* _EXERCISE INSTRUCTIONS_:
Output the entries word for word. Omit images.

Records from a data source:
^^^^^^^^^^^^^^^^

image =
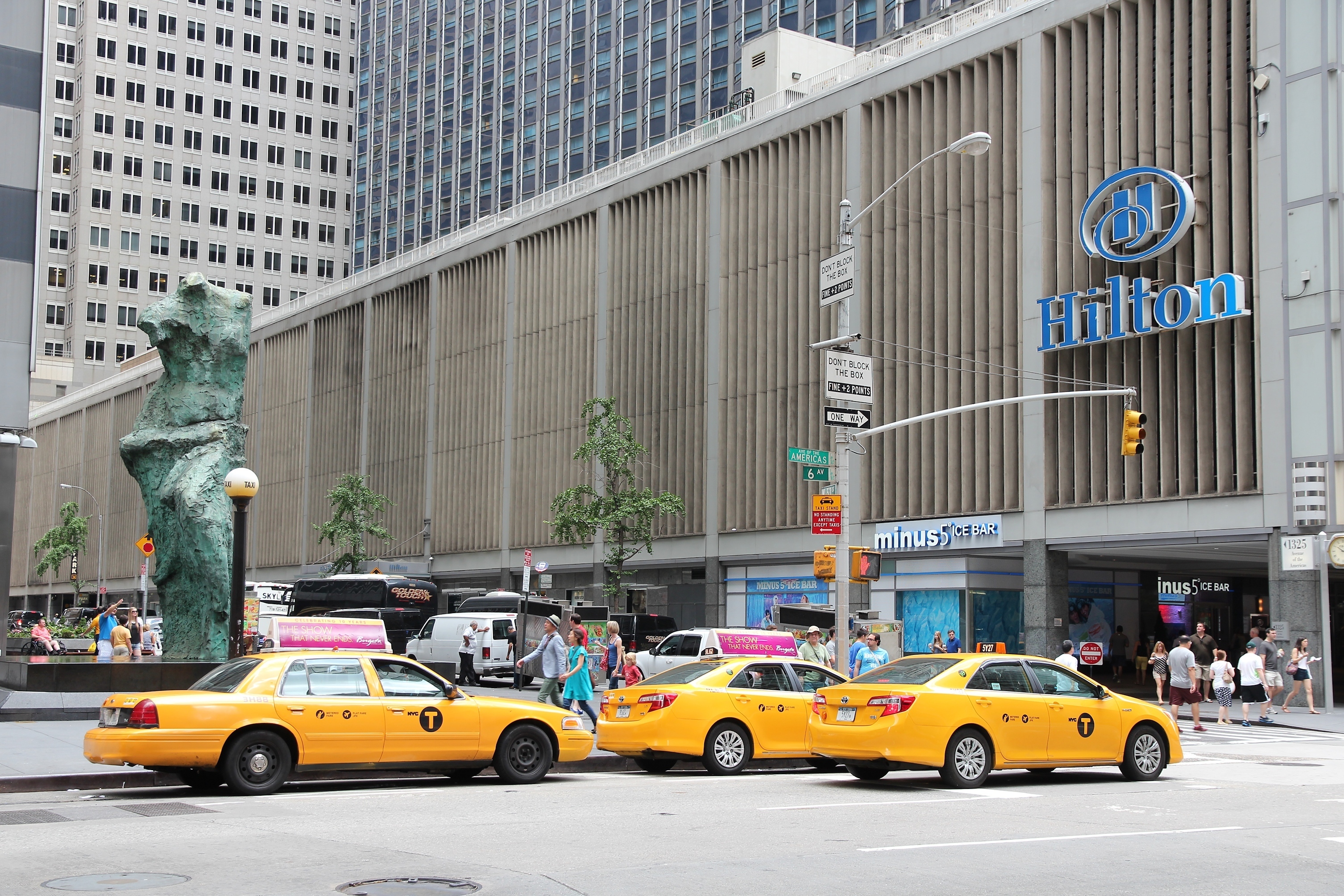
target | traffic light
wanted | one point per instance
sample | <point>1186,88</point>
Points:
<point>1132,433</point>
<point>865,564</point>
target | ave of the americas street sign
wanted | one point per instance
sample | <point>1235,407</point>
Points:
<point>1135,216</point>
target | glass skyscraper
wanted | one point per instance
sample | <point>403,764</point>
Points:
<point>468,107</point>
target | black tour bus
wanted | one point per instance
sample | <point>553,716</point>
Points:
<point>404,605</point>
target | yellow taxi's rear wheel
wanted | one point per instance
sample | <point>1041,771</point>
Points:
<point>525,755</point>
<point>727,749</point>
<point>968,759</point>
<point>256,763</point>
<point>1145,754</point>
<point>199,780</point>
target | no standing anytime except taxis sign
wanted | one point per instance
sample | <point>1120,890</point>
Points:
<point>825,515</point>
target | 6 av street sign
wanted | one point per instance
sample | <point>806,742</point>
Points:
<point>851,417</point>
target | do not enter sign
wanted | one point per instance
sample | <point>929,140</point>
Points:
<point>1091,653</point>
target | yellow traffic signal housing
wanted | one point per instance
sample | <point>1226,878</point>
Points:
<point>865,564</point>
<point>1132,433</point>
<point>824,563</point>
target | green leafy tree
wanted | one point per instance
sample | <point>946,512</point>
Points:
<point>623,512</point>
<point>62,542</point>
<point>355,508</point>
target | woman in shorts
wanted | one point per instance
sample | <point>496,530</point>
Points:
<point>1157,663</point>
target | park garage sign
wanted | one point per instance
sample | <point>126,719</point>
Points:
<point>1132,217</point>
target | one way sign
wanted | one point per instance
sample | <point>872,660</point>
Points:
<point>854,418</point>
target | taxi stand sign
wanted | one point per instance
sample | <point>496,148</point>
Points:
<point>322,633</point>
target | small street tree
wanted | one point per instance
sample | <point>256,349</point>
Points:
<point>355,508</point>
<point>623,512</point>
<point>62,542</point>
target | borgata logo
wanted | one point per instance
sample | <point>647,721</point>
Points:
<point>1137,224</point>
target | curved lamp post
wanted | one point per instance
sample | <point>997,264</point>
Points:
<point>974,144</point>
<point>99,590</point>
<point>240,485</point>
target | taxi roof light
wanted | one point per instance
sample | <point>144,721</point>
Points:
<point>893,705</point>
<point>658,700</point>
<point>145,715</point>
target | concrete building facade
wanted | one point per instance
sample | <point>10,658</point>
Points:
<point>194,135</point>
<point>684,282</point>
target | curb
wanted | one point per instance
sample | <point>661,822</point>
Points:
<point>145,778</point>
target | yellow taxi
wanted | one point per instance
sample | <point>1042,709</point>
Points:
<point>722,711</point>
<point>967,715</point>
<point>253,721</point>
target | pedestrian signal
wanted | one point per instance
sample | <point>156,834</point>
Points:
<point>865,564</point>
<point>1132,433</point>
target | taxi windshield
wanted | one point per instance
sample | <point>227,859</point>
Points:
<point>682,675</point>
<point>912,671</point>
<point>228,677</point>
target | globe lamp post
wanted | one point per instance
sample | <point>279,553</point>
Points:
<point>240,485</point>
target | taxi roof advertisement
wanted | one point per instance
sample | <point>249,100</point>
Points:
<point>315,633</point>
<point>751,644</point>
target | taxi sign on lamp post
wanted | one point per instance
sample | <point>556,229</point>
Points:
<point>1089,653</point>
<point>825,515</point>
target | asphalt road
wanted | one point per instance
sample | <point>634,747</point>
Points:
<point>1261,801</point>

^^^^^^^^^^^^^^^^

* _EXPECTED ANSWER_:
image =
target | traffic light
wanted | one point per instance
sample | <point>1186,88</point>
Points:
<point>1132,433</point>
<point>865,564</point>
target | ave of the americas street sign
wanted | one point per instance
sample | <point>1235,407</point>
Points:
<point>1135,216</point>
target | glass skyscraper
wanted | one point per instance
sample | <point>403,764</point>
Points:
<point>468,107</point>
target | black tour bus
wanted | one point per instance
sample | <point>553,716</point>
Points:
<point>404,605</point>
target | yellow taxi's rear wheel
wanted | one point per instance
sample | <point>1041,771</point>
Points:
<point>525,755</point>
<point>727,749</point>
<point>968,759</point>
<point>256,763</point>
<point>1145,754</point>
<point>199,780</point>
target | no standing anytime except taxis sign
wanted | one point per instance
sample | <point>1120,890</point>
Points:
<point>825,515</point>
target | 6 av street sign
wanted | one point per instance
sample | <point>806,742</point>
Points:
<point>851,417</point>
target | do not enter sign
wanted | one point per instance
sample | <point>929,140</point>
Points:
<point>1091,653</point>
target | yellow traffic signal housing
wanted | one point per instance
sample | <point>1226,878</point>
Points:
<point>865,564</point>
<point>1132,433</point>
<point>824,563</point>
target | green leafy tree
wanted | one point per instance
sample | <point>946,512</point>
Points:
<point>623,512</point>
<point>62,542</point>
<point>355,508</point>
target | woman in shorts
wanted | one point per instance
sample | <point>496,530</point>
Points:
<point>1157,663</point>
target | park garage sign
wanted | one point per instance
sample | <point>126,719</point>
Points:
<point>1132,217</point>
target | one way sign
wanted | one point per instance
sample | <point>872,660</point>
Points:
<point>854,418</point>
target | taxi stand sign
wanted | one point per instance
sample | <point>496,148</point>
Points:
<point>322,633</point>
target | small street tree
wanted | one point per instance
sample | <point>256,349</point>
Points:
<point>355,508</point>
<point>623,512</point>
<point>62,542</point>
target | borgata logo
wanted | one point per instance
sample | <point>647,721</point>
Points:
<point>1137,224</point>
target | curved lamp post
wanted | one point per instance
sample | <point>997,264</point>
Points:
<point>974,144</point>
<point>99,590</point>
<point>240,485</point>
target | taxi roof light
wanted | one point per instance
sample | <point>144,721</point>
Points:
<point>893,705</point>
<point>658,700</point>
<point>145,715</point>
target | concrete building facade
wanted | one point per instance
sample | <point>10,658</point>
Points:
<point>194,135</point>
<point>684,282</point>
target | curb
wanted | one point per instance
sample | <point>661,822</point>
Points:
<point>145,778</point>
target | yellow taxi
wanted | one point per instance
sample | <point>1042,709</point>
Points:
<point>722,711</point>
<point>967,715</point>
<point>253,721</point>
target | pedestrian signal
wanted | one point per instance
sample | <point>156,834</point>
Points:
<point>865,564</point>
<point>1132,433</point>
target | taxi windshield
wanted | one point per instance
sample | <point>227,859</point>
Points:
<point>682,675</point>
<point>912,671</point>
<point>228,677</point>
target | globe lamp post
wanted | one point per instance
sample | <point>279,553</point>
Points:
<point>240,485</point>
target | taxi roof advertisement
wanted | one point per instance
sample | <point>249,100</point>
Points:
<point>315,633</point>
<point>751,644</point>
target | taxi sign on lamp post
wanted | one point per instance
sample | <point>556,229</point>
Points:
<point>1089,653</point>
<point>825,515</point>
target | asphalt road
wanted | one point per instance
sample | <point>634,747</point>
Points:
<point>1261,801</point>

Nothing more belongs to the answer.